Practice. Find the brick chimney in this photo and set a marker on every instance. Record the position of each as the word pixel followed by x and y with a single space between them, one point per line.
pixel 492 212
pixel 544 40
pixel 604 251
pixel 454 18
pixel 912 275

...

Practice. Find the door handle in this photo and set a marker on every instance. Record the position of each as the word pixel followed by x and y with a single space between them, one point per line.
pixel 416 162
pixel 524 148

* DESCRIPTION OF THE TASK
Reproduce as a numbered list the part of the records that opens with the line containing "Practice. Find the door" and closes with the line containing "pixel 524 148", both lines included. Omit any blank lines.

* OUTPUT BELOW
1. Practice. Find the door handle in this photo and set a marker on every instance. Record the position of each as the word pixel followed by x and y with a single space between them, one point per line.
2. pixel 416 162
3. pixel 524 148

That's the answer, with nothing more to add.